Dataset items

◇ ◇ ◇

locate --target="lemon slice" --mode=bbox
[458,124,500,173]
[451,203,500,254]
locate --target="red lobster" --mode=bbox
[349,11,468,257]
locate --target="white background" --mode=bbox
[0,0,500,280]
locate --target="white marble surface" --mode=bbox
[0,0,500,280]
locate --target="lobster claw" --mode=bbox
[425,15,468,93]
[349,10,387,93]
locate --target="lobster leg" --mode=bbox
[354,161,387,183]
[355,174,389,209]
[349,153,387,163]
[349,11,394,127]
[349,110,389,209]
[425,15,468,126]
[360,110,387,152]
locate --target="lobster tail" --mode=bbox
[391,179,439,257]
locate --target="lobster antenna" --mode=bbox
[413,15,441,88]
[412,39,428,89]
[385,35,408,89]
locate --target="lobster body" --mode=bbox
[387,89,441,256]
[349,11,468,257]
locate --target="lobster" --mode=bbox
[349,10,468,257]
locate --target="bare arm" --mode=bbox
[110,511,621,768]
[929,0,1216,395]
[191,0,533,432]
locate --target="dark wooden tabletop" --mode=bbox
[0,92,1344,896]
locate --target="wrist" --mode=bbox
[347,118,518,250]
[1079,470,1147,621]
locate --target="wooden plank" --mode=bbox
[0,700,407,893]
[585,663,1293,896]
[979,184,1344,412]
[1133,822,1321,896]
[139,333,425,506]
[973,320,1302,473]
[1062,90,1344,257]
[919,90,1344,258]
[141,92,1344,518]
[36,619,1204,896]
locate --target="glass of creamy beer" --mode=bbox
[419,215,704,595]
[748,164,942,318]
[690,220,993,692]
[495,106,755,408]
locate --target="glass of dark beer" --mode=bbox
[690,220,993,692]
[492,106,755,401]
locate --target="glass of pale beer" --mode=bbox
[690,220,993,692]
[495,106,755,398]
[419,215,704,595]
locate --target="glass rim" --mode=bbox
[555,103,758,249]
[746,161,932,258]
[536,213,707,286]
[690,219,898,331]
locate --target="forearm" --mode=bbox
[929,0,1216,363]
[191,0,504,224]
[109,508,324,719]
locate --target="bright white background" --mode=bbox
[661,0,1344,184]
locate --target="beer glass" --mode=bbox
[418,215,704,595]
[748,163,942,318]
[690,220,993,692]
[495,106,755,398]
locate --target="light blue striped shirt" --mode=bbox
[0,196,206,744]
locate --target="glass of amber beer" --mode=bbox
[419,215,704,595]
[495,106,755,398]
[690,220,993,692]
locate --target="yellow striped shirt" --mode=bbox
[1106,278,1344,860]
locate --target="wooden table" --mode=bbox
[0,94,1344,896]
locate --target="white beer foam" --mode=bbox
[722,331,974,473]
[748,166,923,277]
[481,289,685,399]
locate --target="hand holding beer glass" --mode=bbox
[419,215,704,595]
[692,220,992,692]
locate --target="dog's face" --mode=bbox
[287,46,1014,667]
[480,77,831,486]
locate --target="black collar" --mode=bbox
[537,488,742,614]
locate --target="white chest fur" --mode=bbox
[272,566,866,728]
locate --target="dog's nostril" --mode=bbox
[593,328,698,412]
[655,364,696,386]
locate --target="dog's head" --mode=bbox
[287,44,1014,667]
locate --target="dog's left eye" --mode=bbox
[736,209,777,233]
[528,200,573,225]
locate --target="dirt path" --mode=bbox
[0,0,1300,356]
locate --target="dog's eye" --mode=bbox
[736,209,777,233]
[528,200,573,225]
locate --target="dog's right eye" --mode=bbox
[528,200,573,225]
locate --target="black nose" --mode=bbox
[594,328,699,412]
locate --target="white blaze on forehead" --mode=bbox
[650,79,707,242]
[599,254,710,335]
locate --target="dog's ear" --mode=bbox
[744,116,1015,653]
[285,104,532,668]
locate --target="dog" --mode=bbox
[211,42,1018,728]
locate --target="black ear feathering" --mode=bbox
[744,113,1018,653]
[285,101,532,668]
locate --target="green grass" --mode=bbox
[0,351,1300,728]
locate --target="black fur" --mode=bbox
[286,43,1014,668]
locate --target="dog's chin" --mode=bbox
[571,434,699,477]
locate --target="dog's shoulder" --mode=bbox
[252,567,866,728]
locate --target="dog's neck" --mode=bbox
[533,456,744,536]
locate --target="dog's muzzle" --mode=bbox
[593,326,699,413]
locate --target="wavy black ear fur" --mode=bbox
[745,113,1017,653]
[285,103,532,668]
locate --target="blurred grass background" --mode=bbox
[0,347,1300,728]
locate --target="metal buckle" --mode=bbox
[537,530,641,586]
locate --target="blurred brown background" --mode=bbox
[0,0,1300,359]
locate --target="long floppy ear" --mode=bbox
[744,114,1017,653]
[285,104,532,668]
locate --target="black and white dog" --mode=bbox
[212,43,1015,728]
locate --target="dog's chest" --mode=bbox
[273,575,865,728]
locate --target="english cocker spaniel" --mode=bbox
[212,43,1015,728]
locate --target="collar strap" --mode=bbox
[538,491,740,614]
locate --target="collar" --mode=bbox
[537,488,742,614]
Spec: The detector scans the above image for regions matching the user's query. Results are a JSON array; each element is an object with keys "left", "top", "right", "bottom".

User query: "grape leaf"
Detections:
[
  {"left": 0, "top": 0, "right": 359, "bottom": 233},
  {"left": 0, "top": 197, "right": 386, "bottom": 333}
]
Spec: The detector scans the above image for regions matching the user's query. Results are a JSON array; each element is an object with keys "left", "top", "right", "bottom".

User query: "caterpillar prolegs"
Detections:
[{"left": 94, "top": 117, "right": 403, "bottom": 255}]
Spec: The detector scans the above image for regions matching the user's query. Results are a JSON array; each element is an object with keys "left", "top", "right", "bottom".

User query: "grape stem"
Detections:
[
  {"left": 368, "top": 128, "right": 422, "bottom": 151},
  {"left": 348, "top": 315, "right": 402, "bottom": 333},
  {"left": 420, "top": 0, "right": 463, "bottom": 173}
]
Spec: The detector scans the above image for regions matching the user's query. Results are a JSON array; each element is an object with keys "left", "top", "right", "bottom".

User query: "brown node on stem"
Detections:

◇ ◇ ◇

● What you should do: Rewrite the stretch of the records from the start through the line that contains "[349,10,387,93]", keeping the locate commands unchanged and multiplying every bounding-box coordinate in the answers by 2.55. Round each result to a whole number, with halves rounded up.

● Solution to the problem:
locate --target="lemon slice" --mode=bbox
[1168,316,1275,441]
[1150,518,1275,648]
locate --target="red lobster" --mode=bbox
[890,28,1193,655]
locate --target="white background" --mode=bbox
[0,0,1275,714]
locate --target="white marble surface" --mode=bbox
[0,0,1275,714]
locate --target="lobster claw" --mode=bbox
[1084,38,1193,237]
[890,26,987,237]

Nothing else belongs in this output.